Exercise: Without the pictures, copy all the entries below exactly.

Task inputs:
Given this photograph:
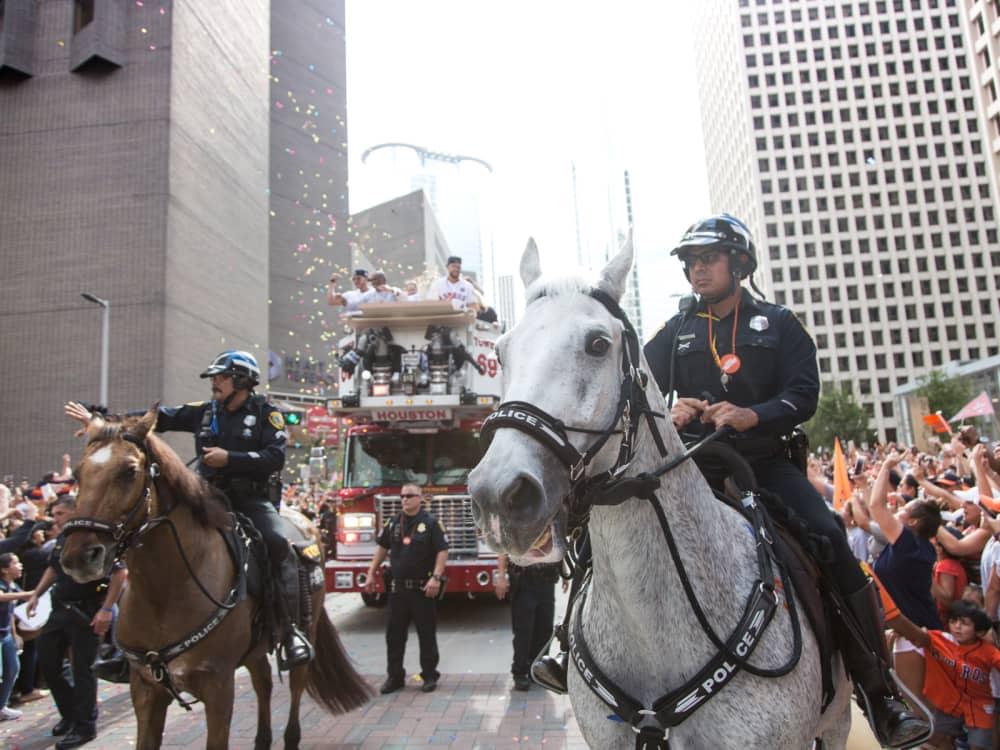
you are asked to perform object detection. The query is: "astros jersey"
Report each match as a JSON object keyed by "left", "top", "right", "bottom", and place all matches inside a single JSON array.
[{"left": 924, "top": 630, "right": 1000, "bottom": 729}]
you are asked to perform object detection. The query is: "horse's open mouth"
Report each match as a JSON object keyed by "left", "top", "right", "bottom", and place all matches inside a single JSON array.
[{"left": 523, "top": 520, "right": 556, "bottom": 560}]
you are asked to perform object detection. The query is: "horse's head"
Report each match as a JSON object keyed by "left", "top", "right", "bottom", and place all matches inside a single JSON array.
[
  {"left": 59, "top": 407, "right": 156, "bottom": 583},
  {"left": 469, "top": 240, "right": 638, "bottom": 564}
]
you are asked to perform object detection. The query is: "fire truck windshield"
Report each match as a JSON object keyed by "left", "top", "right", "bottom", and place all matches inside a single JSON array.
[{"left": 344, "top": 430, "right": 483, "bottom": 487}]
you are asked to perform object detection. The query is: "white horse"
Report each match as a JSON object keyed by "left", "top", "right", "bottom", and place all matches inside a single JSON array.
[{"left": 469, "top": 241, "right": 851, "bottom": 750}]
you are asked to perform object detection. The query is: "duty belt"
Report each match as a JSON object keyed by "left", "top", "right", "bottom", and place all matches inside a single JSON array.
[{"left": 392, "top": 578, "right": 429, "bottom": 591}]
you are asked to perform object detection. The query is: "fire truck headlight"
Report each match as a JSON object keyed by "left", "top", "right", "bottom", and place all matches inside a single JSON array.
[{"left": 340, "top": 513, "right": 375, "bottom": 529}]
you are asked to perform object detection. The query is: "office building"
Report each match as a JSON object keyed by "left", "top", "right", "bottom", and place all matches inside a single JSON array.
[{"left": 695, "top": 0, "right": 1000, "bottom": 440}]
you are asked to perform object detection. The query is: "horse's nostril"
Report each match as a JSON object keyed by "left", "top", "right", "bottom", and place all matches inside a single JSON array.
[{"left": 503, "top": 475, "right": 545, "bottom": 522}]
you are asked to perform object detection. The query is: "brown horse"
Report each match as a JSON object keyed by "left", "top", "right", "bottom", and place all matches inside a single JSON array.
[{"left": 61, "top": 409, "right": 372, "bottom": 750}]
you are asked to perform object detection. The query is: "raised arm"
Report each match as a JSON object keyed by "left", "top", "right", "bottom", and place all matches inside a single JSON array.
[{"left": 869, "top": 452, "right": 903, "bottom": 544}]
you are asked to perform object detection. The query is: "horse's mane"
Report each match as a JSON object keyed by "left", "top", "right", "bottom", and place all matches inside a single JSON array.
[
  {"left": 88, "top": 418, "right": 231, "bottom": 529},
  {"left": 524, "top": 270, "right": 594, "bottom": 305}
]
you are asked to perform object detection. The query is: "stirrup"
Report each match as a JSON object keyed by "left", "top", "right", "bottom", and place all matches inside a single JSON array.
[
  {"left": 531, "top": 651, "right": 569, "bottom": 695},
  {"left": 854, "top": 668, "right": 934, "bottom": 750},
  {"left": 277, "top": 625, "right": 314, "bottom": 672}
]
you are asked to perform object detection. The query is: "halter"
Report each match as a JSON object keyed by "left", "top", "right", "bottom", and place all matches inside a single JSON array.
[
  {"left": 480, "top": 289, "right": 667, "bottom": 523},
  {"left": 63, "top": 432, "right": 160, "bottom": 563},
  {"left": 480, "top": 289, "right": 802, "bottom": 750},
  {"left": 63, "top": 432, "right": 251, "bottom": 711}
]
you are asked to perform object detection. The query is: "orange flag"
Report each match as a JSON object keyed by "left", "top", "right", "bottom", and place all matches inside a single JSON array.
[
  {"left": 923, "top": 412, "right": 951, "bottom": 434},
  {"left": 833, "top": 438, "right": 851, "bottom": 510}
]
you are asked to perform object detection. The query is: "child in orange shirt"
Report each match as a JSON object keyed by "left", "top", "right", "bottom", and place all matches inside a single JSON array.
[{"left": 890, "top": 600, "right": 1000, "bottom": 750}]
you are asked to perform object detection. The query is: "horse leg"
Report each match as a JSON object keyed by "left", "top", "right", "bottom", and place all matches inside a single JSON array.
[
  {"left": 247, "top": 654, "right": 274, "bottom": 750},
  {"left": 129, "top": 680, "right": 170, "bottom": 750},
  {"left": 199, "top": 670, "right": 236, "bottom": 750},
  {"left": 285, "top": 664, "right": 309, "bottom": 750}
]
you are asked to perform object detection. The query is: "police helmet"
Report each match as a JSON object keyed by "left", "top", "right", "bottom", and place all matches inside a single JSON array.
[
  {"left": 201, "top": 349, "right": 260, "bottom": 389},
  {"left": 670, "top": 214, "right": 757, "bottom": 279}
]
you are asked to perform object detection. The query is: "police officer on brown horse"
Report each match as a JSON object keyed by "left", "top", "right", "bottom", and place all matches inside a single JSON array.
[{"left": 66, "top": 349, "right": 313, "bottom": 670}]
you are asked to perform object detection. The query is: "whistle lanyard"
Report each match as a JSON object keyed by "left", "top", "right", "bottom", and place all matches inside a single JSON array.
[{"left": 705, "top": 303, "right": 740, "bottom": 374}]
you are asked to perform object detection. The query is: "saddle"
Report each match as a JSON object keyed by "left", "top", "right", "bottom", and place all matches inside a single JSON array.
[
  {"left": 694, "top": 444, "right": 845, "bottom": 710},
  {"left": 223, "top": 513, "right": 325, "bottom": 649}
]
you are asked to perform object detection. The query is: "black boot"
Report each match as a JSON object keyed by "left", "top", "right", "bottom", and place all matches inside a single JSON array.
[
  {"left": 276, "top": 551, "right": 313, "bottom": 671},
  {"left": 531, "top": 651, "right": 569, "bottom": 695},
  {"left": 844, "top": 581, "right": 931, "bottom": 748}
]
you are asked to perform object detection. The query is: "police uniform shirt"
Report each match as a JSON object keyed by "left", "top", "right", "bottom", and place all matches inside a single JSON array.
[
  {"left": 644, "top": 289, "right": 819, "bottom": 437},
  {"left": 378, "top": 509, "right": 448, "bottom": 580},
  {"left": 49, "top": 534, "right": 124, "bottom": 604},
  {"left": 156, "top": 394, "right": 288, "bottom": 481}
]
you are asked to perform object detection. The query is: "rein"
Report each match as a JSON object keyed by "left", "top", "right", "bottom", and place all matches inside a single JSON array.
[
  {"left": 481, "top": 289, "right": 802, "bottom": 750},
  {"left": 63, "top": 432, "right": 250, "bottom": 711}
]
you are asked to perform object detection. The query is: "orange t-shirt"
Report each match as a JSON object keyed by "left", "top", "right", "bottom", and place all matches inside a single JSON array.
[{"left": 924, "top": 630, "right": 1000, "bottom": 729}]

Response to the task:
Given this photograph:
you are asked to perform object detection. The query is: "astros jersey"
Report each match as a JSON object keyed by "left", "top", "right", "bottom", and place all matches inside a single JSON array.
[{"left": 924, "top": 630, "right": 1000, "bottom": 729}]
you are asked to perform object detection. The query is: "horse's open mouth"
Report each match as a JSON object keyed by "left", "top", "right", "bottom", and place all matches inside a single JSON array.
[{"left": 523, "top": 520, "right": 556, "bottom": 560}]
you are asked to perform object detection. The query is: "horse's head"
Report each match as a JSON object keyed by "left", "top", "right", "bottom", and place all matches inside a single JSON array.
[
  {"left": 59, "top": 407, "right": 156, "bottom": 583},
  {"left": 469, "top": 240, "right": 638, "bottom": 564}
]
you are asked to perform object detection. The query is: "fire truck windshield"
Report each match as a JSON object keyed by "left", "top", "right", "bottom", and place all matches inside a single JSON array.
[{"left": 344, "top": 430, "right": 483, "bottom": 487}]
you are asked to perform object detection. The query is: "white horse"
Report each match as a JSON object keyed by "left", "top", "right", "bottom", and place all matches inside a single JSON array.
[{"left": 469, "top": 241, "right": 851, "bottom": 750}]
you are asked to perform object detection. The query is: "duty belt"
Report each match as a JSON object keyed by "left", "top", "right", "bottom", and place all matches inside a single JSON array.
[{"left": 392, "top": 578, "right": 429, "bottom": 591}]
you are asked to perform object detection. The query is: "fire truck headlight"
Report each match as a JSON object keyed by "left", "top", "right", "bottom", and place all matches inside a single JSON array.
[{"left": 340, "top": 513, "right": 375, "bottom": 529}]
you are asked to perform object detection. The query is: "office building"
Report each match as a JSON object keyed by "left", "top", "right", "bottom", and place all matches inside a single JSON array.
[{"left": 695, "top": 0, "right": 1000, "bottom": 440}]
you are asked to perform object detection. The query is: "horse's nostril"
Report each match as a JSON object keyed by "left", "top", "right", "bottom", and place all matches inside a single JSON array.
[{"left": 503, "top": 475, "right": 545, "bottom": 522}]
you are asked to perform object detection. The query is: "brown horse"
Report each match as a JSON object keyed by "left", "top", "right", "bottom", and place all matches inside a single JSON array.
[{"left": 61, "top": 409, "right": 372, "bottom": 750}]
you are asked to perform object detection. The query is: "raised arm"
Report each match as a JSON object keyed by "left", "top", "right", "bottom", and place all matches inside a single JSON array.
[{"left": 869, "top": 452, "right": 903, "bottom": 544}]
you are asked to perform object detection. The query is: "horse's mane"
Report each match as a JSON object keyed by "left", "top", "right", "bottom", and place all matches inside a single JSON array.
[
  {"left": 88, "top": 418, "right": 231, "bottom": 529},
  {"left": 524, "top": 270, "right": 594, "bottom": 305}
]
you are asked to perform object detection. The query is: "stirrup"
Report each match as a JSON object keyed by "left", "top", "right", "bottom", and place all matches inside a single JSON array.
[
  {"left": 531, "top": 651, "right": 569, "bottom": 695},
  {"left": 854, "top": 668, "right": 934, "bottom": 750},
  {"left": 277, "top": 625, "right": 314, "bottom": 672}
]
you are asked to perform object detection. The query is: "halter"
Report each match as a JSON object keyed by "left", "top", "right", "bottom", and place all matches inside a single JSON array.
[
  {"left": 480, "top": 289, "right": 667, "bottom": 523},
  {"left": 63, "top": 432, "right": 160, "bottom": 563},
  {"left": 480, "top": 289, "right": 802, "bottom": 750},
  {"left": 63, "top": 432, "right": 251, "bottom": 711}
]
you are asked to perform object detection. The query is: "orange flag"
Report each match as a JSON object keyed by "left", "top", "right", "bottom", and place all matches inside a single JSON array.
[
  {"left": 923, "top": 412, "right": 951, "bottom": 434},
  {"left": 833, "top": 438, "right": 851, "bottom": 510}
]
you are asked to perform object detection. The query is: "child in orange shirt"
Report each match as a JSON object keyed by "left", "top", "right", "bottom", and place all matches inside a single JSON array.
[{"left": 890, "top": 600, "right": 1000, "bottom": 750}]
you are asked to perform object detection. The query is: "horse leg"
Report each match as a JSON object keyed by "left", "top", "right", "bottom", and place all matches inside a single JSON array.
[
  {"left": 247, "top": 654, "right": 274, "bottom": 750},
  {"left": 129, "top": 680, "right": 170, "bottom": 750},
  {"left": 199, "top": 670, "right": 236, "bottom": 750},
  {"left": 285, "top": 664, "right": 309, "bottom": 750}
]
you are asked to perform object detection. The query is: "police helmet"
Report each match as a JSON object keyed by "left", "top", "right", "bottom", and place all matches inside a single JSON array.
[
  {"left": 201, "top": 349, "right": 260, "bottom": 389},
  {"left": 670, "top": 214, "right": 757, "bottom": 279}
]
you are asked to perform object detection. The query is: "police officer on brown horse"
Report each match as a JSON object keyed by "left", "top", "right", "bottom", and place all matches inside a single JSON array.
[{"left": 66, "top": 349, "right": 313, "bottom": 670}]
you are asked to perform object detection. The query is: "whistle lanyard"
Report each match as a JSON object keyed by "left", "top", "right", "bottom", and place all matches inside a single JSON array.
[{"left": 705, "top": 303, "right": 740, "bottom": 374}]
you are asked to perform object detection. The query is: "saddle"
Report each match as a JSON object keyed by "left", "top", "right", "bottom", and place all matches inside a single JSON array.
[
  {"left": 694, "top": 444, "right": 845, "bottom": 710},
  {"left": 223, "top": 513, "right": 325, "bottom": 649}
]
you are asked to perform object detection. The query is: "black boot"
Report each match as a JSON object keyed by "left", "top", "right", "bottom", and place all matches inside a single JSON array.
[
  {"left": 276, "top": 551, "right": 313, "bottom": 671},
  {"left": 531, "top": 651, "right": 569, "bottom": 695},
  {"left": 844, "top": 581, "right": 931, "bottom": 748}
]
you are asked to perform object detection. The query is: "police uniform shirt"
Report each match as a JSON object keyed by "left", "top", "right", "bottom", and place all matches inside a single JSON array.
[
  {"left": 644, "top": 289, "right": 819, "bottom": 437},
  {"left": 378, "top": 509, "right": 448, "bottom": 580},
  {"left": 49, "top": 534, "right": 124, "bottom": 604},
  {"left": 156, "top": 394, "right": 288, "bottom": 481}
]
you are asked to perform object detection. The query is: "rein"
Report each match as a JSON object keyed by "left", "top", "right", "bottom", and place all matches inside a single JSON array.
[
  {"left": 481, "top": 289, "right": 802, "bottom": 750},
  {"left": 63, "top": 432, "right": 250, "bottom": 711}
]
you are asked to perform object detection. The query is: "orange t-shirt"
Report each match as a JSON object keyed by "left", "top", "right", "bottom", and place all matches inside a single JSON array.
[{"left": 924, "top": 630, "right": 1000, "bottom": 729}]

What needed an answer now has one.